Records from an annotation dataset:
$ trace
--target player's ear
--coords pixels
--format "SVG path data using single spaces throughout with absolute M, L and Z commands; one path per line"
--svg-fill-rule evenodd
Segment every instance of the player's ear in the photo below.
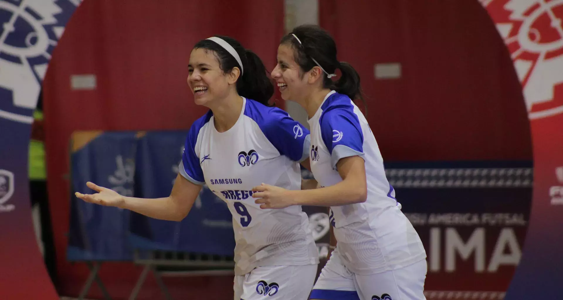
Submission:
M 318 66 L 315 66 L 309 70 L 309 78 L 307 80 L 309 83 L 314 83 L 319 78 L 321 77 L 323 71 Z
M 240 76 L 240 69 L 235 66 L 231 70 L 231 71 L 227 74 L 227 81 L 229 84 L 234 84 L 236 83 L 236 79 Z

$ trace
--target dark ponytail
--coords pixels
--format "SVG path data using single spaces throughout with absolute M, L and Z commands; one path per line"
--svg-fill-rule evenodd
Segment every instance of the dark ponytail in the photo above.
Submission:
M 327 30 L 314 25 L 298 26 L 282 38 L 280 43 L 289 44 L 293 48 L 295 61 L 303 72 L 317 65 L 315 60 L 329 74 L 334 74 L 337 69 L 340 69 L 342 74 L 336 82 L 323 74 L 323 87 L 334 89 L 352 100 L 361 99 L 367 111 L 360 86 L 360 75 L 350 64 L 338 61 L 336 43 Z
M 245 51 L 247 64 L 242 80 L 236 82 L 239 95 L 269 106 L 268 101 L 274 95 L 274 84 L 268 77 L 266 67 L 260 57 L 251 50 Z
M 269 106 L 270 98 L 274 95 L 274 84 L 260 57 L 252 51 L 245 49 L 236 39 L 222 35 L 216 35 L 233 46 L 240 57 L 244 74 L 236 80 L 236 91 L 239 95 Z M 194 49 L 201 48 L 215 52 L 219 60 L 219 66 L 224 73 L 229 73 L 235 67 L 240 69 L 235 57 L 217 43 L 208 39 L 202 39 L 194 46 Z
M 360 74 L 351 65 L 347 62 L 341 61 L 338 66 L 342 75 L 340 78 L 334 82 L 331 87 L 332 89 L 337 92 L 345 95 L 352 100 L 360 99 L 364 104 L 365 114 L 368 113 L 368 106 L 362 95 L 361 86 L 360 85 Z

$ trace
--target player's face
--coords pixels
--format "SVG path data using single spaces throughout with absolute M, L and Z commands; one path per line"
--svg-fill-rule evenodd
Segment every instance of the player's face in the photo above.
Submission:
M 298 102 L 307 95 L 305 91 L 308 87 L 301 74 L 301 68 L 294 59 L 293 48 L 291 45 L 280 44 L 278 47 L 278 64 L 271 75 L 278 83 L 283 100 Z
M 194 49 L 187 66 L 187 85 L 198 105 L 208 106 L 215 99 L 226 97 L 229 91 L 227 77 L 219 65 L 215 53 L 207 49 Z

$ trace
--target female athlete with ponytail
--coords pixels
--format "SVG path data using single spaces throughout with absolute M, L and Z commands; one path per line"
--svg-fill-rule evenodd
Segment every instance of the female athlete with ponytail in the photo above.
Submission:
M 311 299 L 423 299 L 426 254 L 401 212 L 364 115 L 360 77 L 339 62 L 336 45 L 318 26 L 296 28 L 278 50 L 272 77 L 284 100 L 300 104 L 311 128 L 311 171 L 321 187 L 287 190 L 262 184 L 252 196 L 263 209 L 330 207 L 337 244 Z M 337 69 L 340 78 L 333 81 Z
M 170 196 L 126 197 L 92 182 L 87 185 L 98 193 L 77 196 L 180 221 L 206 183 L 233 214 L 234 300 L 306 299 L 319 263 L 309 218 L 300 206 L 261 209 L 252 189 L 267 182 L 300 189 L 300 162 L 309 168 L 309 132 L 283 110 L 269 107 L 274 86 L 262 61 L 235 39 L 199 42 L 188 68 L 195 104 L 209 111 L 189 131 Z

[WHAT YOU WILL DO] Reproduce the entire listing above verbatim, omitting the picture.

[FULL ANSWER]
$ trace
--target player's ear
--coords pixels
--format "SVG path data using single spaces throughout with absolute M, L and Z commands; one path per line"
--svg-fill-rule evenodd
Segment every instance of the player's ear in the photo below.
Submission:
M 318 66 L 315 66 L 309 70 L 309 78 L 307 80 L 309 83 L 314 83 L 319 78 L 321 77 L 323 71 Z
M 240 76 L 240 69 L 235 66 L 231 70 L 231 71 L 227 74 L 227 81 L 229 84 L 234 84 L 236 83 L 236 79 Z

$ trace
--target dark ponytail
--coords pixels
--format "SVG path data using single spaces throughout with absolute M, L and Z commands; one path per line"
--svg-fill-rule evenodd
Segment every instance of the dark ponytail in the photo above.
Submission:
M 327 30 L 314 25 L 298 26 L 282 38 L 280 43 L 289 44 L 293 48 L 295 61 L 303 72 L 317 65 L 315 60 L 329 74 L 334 74 L 337 69 L 340 69 L 342 74 L 336 82 L 323 74 L 323 87 L 334 89 L 352 100 L 361 99 L 367 111 L 360 86 L 360 75 L 350 64 L 338 61 L 336 43 Z
M 245 51 L 247 64 L 242 80 L 236 82 L 239 95 L 269 106 L 268 101 L 274 95 L 274 84 L 268 77 L 266 67 L 260 57 L 251 50 Z
M 269 106 L 270 98 L 274 95 L 274 84 L 260 57 L 252 51 L 245 49 L 236 39 L 222 35 L 216 35 L 233 46 L 240 57 L 244 74 L 236 80 L 236 91 L 239 95 Z M 194 49 L 201 48 L 215 52 L 219 60 L 219 66 L 224 73 L 229 73 L 235 67 L 240 69 L 235 57 L 217 43 L 208 39 L 202 39 L 194 46 Z
M 360 74 L 351 65 L 347 62 L 341 61 L 338 66 L 342 75 L 340 78 L 334 82 L 331 87 L 332 89 L 337 92 L 345 95 L 352 100 L 360 99 L 364 104 L 365 114 L 368 113 L 368 106 L 362 95 L 361 86 L 360 85 Z

$ trace
--target player's face
--coords pixels
--format "SVG path data using single spaces throughout with absolute M, L and Z commands; one path per line"
--svg-fill-rule evenodd
Segment every instance of the player's face in the photo above.
Submission:
M 298 102 L 307 95 L 305 91 L 308 87 L 301 74 L 301 68 L 294 59 L 293 48 L 291 45 L 280 44 L 278 47 L 278 64 L 271 75 L 278 83 L 283 100 Z
M 194 49 L 187 66 L 187 85 L 198 105 L 208 106 L 215 99 L 226 97 L 229 91 L 227 77 L 219 65 L 215 53 L 207 49 Z

$ trace
--target female athlete with ponytail
--coords pixels
--format "SVG path data using single spaces throughout with absolute M, L and Z commands; one path per line"
--svg-fill-rule evenodd
Segment every instance of the female athlete with ponytail in the photo above.
Submission:
M 311 299 L 423 299 L 426 254 L 401 212 L 364 115 L 360 77 L 339 62 L 336 45 L 318 26 L 296 28 L 278 50 L 272 77 L 284 100 L 300 104 L 311 128 L 311 171 L 321 187 L 287 190 L 262 184 L 252 196 L 263 209 L 330 207 L 337 244 Z M 337 69 L 340 78 L 333 81 Z
M 170 196 L 126 197 L 92 182 L 87 185 L 98 193 L 77 196 L 180 221 L 206 183 L 233 214 L 234 300 L 306 299 L 319 263 L 309 218 L 300 206 L 261 209 L 252 189 L 267 182 L 300 189 L 300 162 L 309 168 L 309 132 L 283 110 L 269 107 L 274 86 L 262 61 L 235 39 L 199 42 L 188 68 L 195 104 L 209 111 L 189 131 Z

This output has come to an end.